### Objective
Retype each line of the listing below without any change.

** Start Records for this exercise **

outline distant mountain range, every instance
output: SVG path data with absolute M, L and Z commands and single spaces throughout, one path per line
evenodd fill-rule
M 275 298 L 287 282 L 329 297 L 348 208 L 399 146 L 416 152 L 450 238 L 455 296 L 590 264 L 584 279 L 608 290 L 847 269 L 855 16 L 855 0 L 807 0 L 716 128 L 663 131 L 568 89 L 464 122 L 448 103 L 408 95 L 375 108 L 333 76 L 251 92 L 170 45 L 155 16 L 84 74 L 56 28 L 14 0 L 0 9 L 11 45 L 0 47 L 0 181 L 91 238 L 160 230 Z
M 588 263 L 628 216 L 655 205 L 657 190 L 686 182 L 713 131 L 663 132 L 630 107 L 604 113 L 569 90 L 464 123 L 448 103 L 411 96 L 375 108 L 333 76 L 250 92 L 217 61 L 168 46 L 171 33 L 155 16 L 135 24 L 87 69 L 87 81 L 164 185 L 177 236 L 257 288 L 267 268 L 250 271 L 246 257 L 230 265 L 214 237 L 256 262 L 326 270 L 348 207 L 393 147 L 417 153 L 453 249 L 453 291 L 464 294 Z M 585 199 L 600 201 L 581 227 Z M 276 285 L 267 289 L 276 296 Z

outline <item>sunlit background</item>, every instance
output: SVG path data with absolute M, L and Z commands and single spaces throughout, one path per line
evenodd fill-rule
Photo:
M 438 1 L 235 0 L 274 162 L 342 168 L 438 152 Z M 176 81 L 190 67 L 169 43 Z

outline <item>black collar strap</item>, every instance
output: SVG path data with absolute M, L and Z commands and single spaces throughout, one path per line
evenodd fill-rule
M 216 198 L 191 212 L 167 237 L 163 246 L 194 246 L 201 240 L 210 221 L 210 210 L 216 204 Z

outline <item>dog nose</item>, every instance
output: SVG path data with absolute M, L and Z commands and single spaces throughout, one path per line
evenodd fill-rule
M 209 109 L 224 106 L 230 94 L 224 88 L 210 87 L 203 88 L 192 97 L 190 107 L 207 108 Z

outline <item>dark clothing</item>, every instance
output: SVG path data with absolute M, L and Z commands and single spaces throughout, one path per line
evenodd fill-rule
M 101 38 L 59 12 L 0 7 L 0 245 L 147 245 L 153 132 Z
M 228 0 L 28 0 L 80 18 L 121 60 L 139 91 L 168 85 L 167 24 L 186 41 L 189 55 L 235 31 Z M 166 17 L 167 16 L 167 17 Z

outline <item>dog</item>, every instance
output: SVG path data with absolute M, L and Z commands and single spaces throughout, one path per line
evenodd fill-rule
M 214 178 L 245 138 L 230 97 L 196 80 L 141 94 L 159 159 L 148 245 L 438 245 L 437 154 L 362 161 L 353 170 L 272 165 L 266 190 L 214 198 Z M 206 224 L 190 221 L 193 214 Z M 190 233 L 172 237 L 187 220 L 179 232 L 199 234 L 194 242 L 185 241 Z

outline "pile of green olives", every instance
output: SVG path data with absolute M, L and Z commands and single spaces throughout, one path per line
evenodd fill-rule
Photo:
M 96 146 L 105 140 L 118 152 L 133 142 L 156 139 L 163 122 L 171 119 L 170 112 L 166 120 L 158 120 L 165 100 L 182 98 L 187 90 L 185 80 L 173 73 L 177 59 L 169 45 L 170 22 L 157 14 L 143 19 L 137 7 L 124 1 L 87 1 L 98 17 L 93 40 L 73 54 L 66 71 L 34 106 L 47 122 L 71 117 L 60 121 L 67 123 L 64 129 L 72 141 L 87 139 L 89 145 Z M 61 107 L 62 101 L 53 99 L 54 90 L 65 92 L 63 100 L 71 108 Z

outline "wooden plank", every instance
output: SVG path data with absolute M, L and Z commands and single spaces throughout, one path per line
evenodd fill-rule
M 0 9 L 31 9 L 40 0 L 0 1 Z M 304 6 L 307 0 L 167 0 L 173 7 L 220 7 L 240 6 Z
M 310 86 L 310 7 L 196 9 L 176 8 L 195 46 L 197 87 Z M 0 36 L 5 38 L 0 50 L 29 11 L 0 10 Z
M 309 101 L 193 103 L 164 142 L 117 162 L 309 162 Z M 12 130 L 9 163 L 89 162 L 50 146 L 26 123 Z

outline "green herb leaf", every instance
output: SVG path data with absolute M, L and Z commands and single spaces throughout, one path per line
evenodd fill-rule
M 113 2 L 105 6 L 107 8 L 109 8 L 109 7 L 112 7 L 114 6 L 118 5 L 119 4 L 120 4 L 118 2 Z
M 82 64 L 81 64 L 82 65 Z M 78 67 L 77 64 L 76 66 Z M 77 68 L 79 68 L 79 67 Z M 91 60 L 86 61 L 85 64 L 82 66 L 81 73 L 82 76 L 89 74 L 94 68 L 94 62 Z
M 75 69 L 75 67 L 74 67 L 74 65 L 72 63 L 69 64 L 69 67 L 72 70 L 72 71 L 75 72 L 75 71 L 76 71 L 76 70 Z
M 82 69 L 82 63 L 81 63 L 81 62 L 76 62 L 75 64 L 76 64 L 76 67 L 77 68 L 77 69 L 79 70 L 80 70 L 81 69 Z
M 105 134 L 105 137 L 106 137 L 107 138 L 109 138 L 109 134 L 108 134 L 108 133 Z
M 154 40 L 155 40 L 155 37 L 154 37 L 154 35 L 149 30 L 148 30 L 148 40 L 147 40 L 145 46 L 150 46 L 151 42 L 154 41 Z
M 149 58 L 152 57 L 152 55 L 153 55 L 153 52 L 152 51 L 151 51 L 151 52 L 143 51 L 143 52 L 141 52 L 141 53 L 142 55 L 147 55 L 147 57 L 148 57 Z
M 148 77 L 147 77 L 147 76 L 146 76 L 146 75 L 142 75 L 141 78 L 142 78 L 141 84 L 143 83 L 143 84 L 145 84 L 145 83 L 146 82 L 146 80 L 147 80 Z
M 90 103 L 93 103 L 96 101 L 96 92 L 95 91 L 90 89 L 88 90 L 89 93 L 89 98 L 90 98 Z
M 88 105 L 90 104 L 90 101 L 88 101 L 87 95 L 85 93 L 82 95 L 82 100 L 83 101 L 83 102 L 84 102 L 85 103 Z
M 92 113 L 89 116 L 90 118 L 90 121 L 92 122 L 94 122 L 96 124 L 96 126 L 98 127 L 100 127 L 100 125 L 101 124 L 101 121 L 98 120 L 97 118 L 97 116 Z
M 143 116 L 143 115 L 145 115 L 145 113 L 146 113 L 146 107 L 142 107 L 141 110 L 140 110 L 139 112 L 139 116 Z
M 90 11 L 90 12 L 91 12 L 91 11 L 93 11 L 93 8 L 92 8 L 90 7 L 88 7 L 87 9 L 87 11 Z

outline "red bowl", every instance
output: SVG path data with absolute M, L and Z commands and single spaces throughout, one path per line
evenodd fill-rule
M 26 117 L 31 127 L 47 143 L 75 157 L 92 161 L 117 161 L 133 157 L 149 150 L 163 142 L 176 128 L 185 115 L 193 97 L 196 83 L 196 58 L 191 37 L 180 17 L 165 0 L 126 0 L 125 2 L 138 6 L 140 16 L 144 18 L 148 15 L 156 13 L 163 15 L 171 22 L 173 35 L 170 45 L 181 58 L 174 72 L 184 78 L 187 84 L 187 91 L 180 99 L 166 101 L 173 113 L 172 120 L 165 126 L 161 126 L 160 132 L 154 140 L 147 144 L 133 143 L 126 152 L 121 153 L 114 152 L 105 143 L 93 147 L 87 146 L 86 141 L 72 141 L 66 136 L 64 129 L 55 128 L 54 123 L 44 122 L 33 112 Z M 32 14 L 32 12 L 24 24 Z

** End Records for this exercise **

### Task response
outline distant mountain range, every instance
output: SVG path data with absolute M, L and Z commands and single spaces throughout, one path per line
evenodd fill-rule
M 275 298 L 287 282 L 329 297 L 348 208 L 399 146 L 416 152 L 450 238 L 455 296 L 590 264 L 584 279 L 608 290 L 847 269 L 855 16 L 855 0 L 807 0 L 716 128 L 663 131 L 568 89 L 464 122 L 448 103 L 408 95 L 375 108 L 333 76 L 251 92 L 170 45 L 155 16 L 84 74 L 56 28 L 14 0 L 0 9 L 11 45 L 0 47 L 0 181 L 91 238 L 160 230 Z
M 588 263 L 628 216 L 655 205 L 657 190 L 686 182 L 713 131 L 663 132 L 630 107 L 604 113 L 569 90 L 464 123 L 448 103 L 411 96 L 375 108 L 333 76 L 250 92 L 217 61 L 168 46 L 171 33 L 155 16 L 135 24 L 87 69 L 87 81 L 164 185 L 177 236 L 257 288 L 267 268 L 250 271 L 246 257 L 230 265 L 214 237 L 256 262 L 326 270 L 348 207 L 393 147 L 417 153 L 453 249 L 453 291 L 464 294 Z M 585 199 L 600 201 L 581 227 Z M 276 285 L 267 289 L 276 296 Z

outline <item>sunlit background</item>, every instance
output: SVG path data with absolute M, L and Z commands and single spaces throughout, one path per line
evenodd fill-rule
Photo:
M 438 1 L 235 0 L 274 162 L 342 168 L 438 152 Z M 176 81 L 190 67 L 169 43 Z

outline <item>black collar strap</item>, every instance
output: SVG path data with absolute M, L and Z commands and single spaces throughout, one path per line
evenodd fill-rule
M 216 198 L 191 212 L 167 237 L 163 246 L 194 246 L 201 240 L 210 221 L 210 210 L 216 204 Z

outline <item>dog nose</item>, every instance
output: SVG path data with absolute M, L and Z commands and single spaces throughout, one path per line
evenodd fill-rule
M 209 109 L 224 106 L 230 94 L 224 88 L 210 87 L 203 88 L 192 97 L 190 107 L 207 108 Z

outline <item>dark clothing</item>, every instance
output: SVG path data with absolute M, L and Z commands and single spaces throughout, one path per line
evenodd fill-rule
M 101 38 L 59 12 L 0 7 L 0 245 L 147 245 L 153 132 Z
M 228 0 L 28 0 L 80 18 L 121 60 L 139 91 L 168 85 L 167 24 L 186 41 L 189 55 L 235 31 Z M 166 17 L 167 16 L 167 17 Z

outline <item>dog</item>, every instance
output: SVG path data with absolute M, L and Z commands and single spaces throughout, one path per line
evenodd fill-rule
M 214 178 L 245 138 L 230 97 L 196 80 L 141 94 L 159 159 L 148 245 L 438 245 L 437 154 L 362 161 L 353 170 L 272 165 L 266 190 L 214 198 Z M 206 224 L 190 221 L 193 214 Z M 190 233 L 172 237 L 187 220 L 179 232 L 199 234 L 194 242 L 185 241 Z

outline "pile of green olives", every instance
output: SVG path data with absolute M, L and Z commands and single spaces throughout, one path per line
evenodd fill-rule
Photo:
M 96 146 L 105 140 L 118 152 L 133 142 L 156 139 L 163 122 L 171 119 L 170 112 L 166 120 L 158 120 L 165 100 L 182 98 L 187 90 L 185 80 L 173 73 L 177 59 L 169 45 L 170 22 L 157 14 L 143 19 L 137 7 L 124 1 L 87 1 L 98 17 L 93 40 L 73 54 L 66 71 L 34 106 L 47 122 L 71 117 L 60 121 L 67 123 L 64 129 L 72 141 L 87 139 L 89 145 Z M 61 107 L 62 101 L 53 99 L 54 90 L 65 92 L 63 100 L 71 108 Z

outline "wooden plank", every instance
output: SVG path data with absolute M, L and Z commands and single spaces throughout, one path per line
evenodd fill-rule
M 0 9 L 31 9 L 40 0 L 0 1 Z M 304 6 L 307 0 L 167 0 L 173 7 L 220 7 L 240 6 Z
M 310 86 L 310 7 L 196 9 L 176 8 L 195 46 L 197 87 Z M 0 36 L 5 38 L 0 50 L 29 11 L 0 10 Z
M 309 101 L 193 103 L 164 142 L 117 162 L 309 162 Z M 12 130 L 9 163 L 89 162 L 50 146 L 26 123 Z

outline "green herb leaf", every instance
output: SVG path data with absolute M, L and Z commands and single spaces throughout, one path per line
evenodd fill-rule
M 113 2 L 105 6 L 107 8 L 109 8 L 109 7 L 112 7 L 114 6 L 118 5 L 119 4 L 120 4 L 118 2 Z
M 82 64 L 81 64 L 82 65 Z M 78 67 L 77 64 L 76 66 Z M 77 68 L 79 68 L 79 67 Z M 91 60 L 86 61 L 85 64 L 82 66 L 81 73 L 82 76 L 89 74 L 94 68 L 94 62 Z
M 75 69 L 75 67 L 74 67 L 74 65 L 72 63 L 69 64 L 69 67 L 72 70 L 72 71 L 75 72 L 75 71 L 76 71 L 76 70 Z
M 82 69 L 82 63 L 81 63 L 81 62 L 76 62 L 75 64 L 76 64 L 76 67 L 77 68 L 77 69 L 79 70 L 80 70 L 81 69 Z
M 105 134 L 105 137 L 106 137 L 107 138 L 109 138 L 109 134 L 108 134 L 108 133 Z
M 154 40 L 155 40 L 155 37 L 154 37 L 154 35 L 149 30 L 148 30 L 148 40 L 147 40 L 145 46 L 150 46 L 151 42 L 154 41 Z
M 149 58 L 152 57 L 152 55 L 153 55 L 153 52 L 152 51 L 151 51 L 151 52 L 143 51 L 143 52 L 141 52 L 141 53 L 142 55 L 147 55 L 147 57 L 148 57 Z
M 148 77 L 147 77 L 147 76 L 146 76 L 146 75 L 142 75 L 141 78 L 142 78 L 141 84 L 143 83 L 143 84 L 145 84 L 145 83 L 146 82 L 146 80 L 147 80 Z
M 90 103 L 93 103 L 96 101 L 96 92 L 95 91 L 90 89 L 88 90 L 89 93 L 89 98 L 90 98 Z
M 88 105 L 90 104 L 90 101 L 88 101 L 87 95 L 85 93 L 82 95 L 82 100 L 83 101 L 83 102 L 84 102 L 85 103 Z
M 92 113 L 89 116 L 90 118 L 90 121 L 92 122 L 94 122 L 96 124 L 96 126 L 98 127 L 100 127 L 100 125 L 101 124 L 101 121 L 98 120 L 97 118 L 97 116 Z
M 143 116 L 143 115 L 145 115 L 145 113 L 146 113 L 146 107 L 142 107 L 141 110 L 140 110 L 139 112 L 139 116 Z
M 90 11 L 90 12 L 91 12 L 91 11 L 93 11 L 93 8 L 92 8 L 90 7 L 88 7 L 87 9 L 87 11 Z

outline "red bowl", every instance
output: SVG path data with absolute M, L and Z commands and single spaces throughout, one path per line
evenodd fill-rule
M 26 117 L 31 127 L 47 143 L 75 157 L 92 161 L 117 161 L 133 157 L 149 150 L 163 142 L 176 128 L 185 115 L 193 97 L 196 83 L 196 58 L 191 37 L 180 17 L 165 0 L 126 0 L 125 2 L 138 6 L 140 16 L 144 18 L 148 15 L 156 13 L 163 15 L 171 22 L 173 35 L 170 45 L 181 58 L 174 72 L 184 78 L 187 84 L 187 91 L 180 99 L 166 101 L 173 113 L 172 120 L 165 126 L 161 126 L 160 132 L 154 140 L 147 144 L 133 143 L 126 152 L 121 153 L 114 152 L 105 143 L 93 147 L 87 146 L 86 141 L 72 141 L 66 136 L 64 129 L 55 128 L 54 123 L 44 122 L 33 112 Z M 32 14 L 32 12 L 24 24 Z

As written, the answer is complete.